#### Given task A
From the records, copy the lines from the one containing "Task: in the photo above, where can the woman be" through the one containing "x=307, y=388", inclusive, with no changes.

Originally published October 2, 2007 at 12:00 AM | Page modified October 2, 2007 at 12:56 PM
Loss still fresh in climber's death
Nearly a year after internationally known mountaineer Chris Boskoff died in an avalanche in China, her remains are back in Seattle where...
Seattle Times staff reporter
Nearly a year after internationally known mountaineer Chris Boskoff died in an avalanche in China, her remains are back in Seattle where she lived part time.
But controversy about the fate of her adventure-travel company, Mountain Madness, and claims that her business partners withheld information that would help rescuers find her and climbing partner, Charlie Fowler, keep the loss fresh for those who loved her.
Joyce Feld, Boskoff's 80-year-old mother, wanted three things: Her daughter's body recovered from China's Mount Genyen; her daughter's personal effects; and the maximum amount possible from the sale of Mountain Madness so the proceeds could benefit Boskoff's favorite charity, Room to Read.
While Boskoff's ashes are now in Seattle, waiting for a friend to take them to Feld in Wisconsin, and Boskoff's climbing gear has been sent to Feld by the U.S. Consulate in China, the ownership of the adventure-travel company has yet to be settled.
She guided company
Boskoff bought the company in 1997 from the estate of Seattle climber Scott Fischer. At the time, one estimate put the value of the then-struggling company at $200,000. Boskoff said the price was too high and purchased it for a lower amount.

#### Data supplied

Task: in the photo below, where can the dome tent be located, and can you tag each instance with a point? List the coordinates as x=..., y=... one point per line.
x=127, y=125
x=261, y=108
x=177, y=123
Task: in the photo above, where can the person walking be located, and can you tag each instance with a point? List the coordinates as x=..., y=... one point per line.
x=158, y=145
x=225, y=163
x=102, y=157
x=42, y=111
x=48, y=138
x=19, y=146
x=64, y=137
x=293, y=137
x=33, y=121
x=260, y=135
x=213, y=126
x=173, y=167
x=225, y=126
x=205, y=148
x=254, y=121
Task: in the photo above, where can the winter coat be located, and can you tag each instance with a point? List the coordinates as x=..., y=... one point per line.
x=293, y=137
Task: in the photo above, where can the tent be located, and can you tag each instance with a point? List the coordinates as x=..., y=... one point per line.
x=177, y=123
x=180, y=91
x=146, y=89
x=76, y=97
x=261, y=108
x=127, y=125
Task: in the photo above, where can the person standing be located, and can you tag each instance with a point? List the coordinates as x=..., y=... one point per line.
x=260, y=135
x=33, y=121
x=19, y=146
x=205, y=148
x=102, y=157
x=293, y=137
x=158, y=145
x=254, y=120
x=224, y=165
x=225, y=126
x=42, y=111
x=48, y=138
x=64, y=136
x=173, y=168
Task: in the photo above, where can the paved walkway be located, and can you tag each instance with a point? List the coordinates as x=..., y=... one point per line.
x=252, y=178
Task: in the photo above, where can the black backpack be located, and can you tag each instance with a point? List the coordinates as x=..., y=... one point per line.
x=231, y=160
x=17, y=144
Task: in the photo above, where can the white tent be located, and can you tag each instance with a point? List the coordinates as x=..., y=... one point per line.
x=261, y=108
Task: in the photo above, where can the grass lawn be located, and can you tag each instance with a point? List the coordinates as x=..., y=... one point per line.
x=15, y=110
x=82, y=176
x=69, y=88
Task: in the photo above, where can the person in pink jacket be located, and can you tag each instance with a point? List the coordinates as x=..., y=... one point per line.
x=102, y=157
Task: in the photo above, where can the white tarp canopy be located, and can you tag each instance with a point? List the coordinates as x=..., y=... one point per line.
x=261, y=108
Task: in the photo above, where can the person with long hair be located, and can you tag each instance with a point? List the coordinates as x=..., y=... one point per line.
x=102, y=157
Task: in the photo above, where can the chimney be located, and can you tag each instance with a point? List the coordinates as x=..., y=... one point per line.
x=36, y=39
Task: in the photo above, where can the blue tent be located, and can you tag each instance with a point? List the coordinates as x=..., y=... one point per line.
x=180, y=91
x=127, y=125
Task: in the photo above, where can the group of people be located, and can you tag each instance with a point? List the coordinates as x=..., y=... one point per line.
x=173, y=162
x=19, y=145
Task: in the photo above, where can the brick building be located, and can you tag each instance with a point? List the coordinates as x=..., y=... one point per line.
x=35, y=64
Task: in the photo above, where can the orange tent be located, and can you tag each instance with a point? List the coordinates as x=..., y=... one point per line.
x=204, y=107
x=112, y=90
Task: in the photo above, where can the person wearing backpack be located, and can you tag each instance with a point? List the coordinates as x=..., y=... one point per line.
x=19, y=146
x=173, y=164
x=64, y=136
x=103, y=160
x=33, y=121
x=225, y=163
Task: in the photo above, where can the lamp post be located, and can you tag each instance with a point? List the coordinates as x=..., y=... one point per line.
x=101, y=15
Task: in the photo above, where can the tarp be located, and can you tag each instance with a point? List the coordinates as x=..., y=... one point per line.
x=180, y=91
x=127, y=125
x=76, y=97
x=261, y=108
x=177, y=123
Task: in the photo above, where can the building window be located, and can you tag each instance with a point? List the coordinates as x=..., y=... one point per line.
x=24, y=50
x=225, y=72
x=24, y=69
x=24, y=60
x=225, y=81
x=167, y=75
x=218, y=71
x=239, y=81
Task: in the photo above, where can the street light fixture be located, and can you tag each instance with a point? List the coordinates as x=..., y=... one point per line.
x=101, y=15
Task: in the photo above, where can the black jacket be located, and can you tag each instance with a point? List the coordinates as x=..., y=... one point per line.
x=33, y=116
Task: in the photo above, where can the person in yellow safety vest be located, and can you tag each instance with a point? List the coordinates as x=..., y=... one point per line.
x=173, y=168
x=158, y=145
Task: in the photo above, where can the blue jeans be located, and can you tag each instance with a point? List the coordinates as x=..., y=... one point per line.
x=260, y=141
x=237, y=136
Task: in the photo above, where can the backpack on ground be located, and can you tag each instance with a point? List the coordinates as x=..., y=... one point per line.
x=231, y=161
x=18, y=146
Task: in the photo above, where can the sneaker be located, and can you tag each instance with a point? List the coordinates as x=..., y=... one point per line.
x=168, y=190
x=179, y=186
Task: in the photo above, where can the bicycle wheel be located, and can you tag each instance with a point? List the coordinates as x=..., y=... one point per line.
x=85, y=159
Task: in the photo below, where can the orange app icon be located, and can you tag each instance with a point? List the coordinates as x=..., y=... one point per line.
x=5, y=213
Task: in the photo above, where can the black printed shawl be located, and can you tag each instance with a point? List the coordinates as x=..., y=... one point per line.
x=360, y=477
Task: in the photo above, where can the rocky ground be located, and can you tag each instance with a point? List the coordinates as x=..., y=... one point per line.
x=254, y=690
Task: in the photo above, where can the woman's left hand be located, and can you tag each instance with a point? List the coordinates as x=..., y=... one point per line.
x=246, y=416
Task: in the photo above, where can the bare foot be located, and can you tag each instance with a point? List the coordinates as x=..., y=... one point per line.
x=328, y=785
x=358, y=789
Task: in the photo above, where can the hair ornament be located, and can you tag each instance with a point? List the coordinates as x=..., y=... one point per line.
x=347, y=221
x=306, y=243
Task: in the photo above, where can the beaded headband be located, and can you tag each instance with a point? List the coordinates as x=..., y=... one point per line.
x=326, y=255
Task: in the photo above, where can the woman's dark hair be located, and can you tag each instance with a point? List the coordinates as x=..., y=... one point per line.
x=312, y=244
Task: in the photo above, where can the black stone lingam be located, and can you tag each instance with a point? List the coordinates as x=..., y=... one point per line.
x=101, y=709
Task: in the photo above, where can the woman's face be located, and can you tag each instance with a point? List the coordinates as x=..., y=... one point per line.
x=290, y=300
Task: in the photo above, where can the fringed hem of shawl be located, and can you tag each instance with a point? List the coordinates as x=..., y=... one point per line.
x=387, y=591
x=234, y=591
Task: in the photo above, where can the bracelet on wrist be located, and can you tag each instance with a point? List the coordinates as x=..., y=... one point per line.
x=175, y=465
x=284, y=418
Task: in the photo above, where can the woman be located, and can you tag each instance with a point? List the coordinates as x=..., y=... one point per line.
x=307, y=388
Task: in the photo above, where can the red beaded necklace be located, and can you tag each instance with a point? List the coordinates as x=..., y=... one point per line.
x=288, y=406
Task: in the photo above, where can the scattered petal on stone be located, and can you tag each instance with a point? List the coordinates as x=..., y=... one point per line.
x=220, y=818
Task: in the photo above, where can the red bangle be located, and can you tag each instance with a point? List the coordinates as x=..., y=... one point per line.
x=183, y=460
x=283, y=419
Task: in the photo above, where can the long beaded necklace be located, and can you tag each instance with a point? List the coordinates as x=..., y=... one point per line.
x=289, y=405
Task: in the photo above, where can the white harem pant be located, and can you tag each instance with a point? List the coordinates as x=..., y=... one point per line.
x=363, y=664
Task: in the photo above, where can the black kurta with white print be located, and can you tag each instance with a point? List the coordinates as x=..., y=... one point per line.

#### Given task B
Answer these questions about the article on the climber Chris Boskoff:
(i) How did Boskoff die?
(ii) Which charity was Boskoff's favorite?
(iii) In what year did Boskoff buy Mountain Madness, and from whose estate?

#### Expected answer A
Task: in the photo above, where can the woman be located, and can you tag each instance with a point? List the coordinates as x=..., y=... one point per line.
x=307, y=388

#### Expected answer B
(i) She died in an avalanche in China.
(ii) Room to Read.
(iii) In 1997, from the estate of Seattle climber Scott Fischer.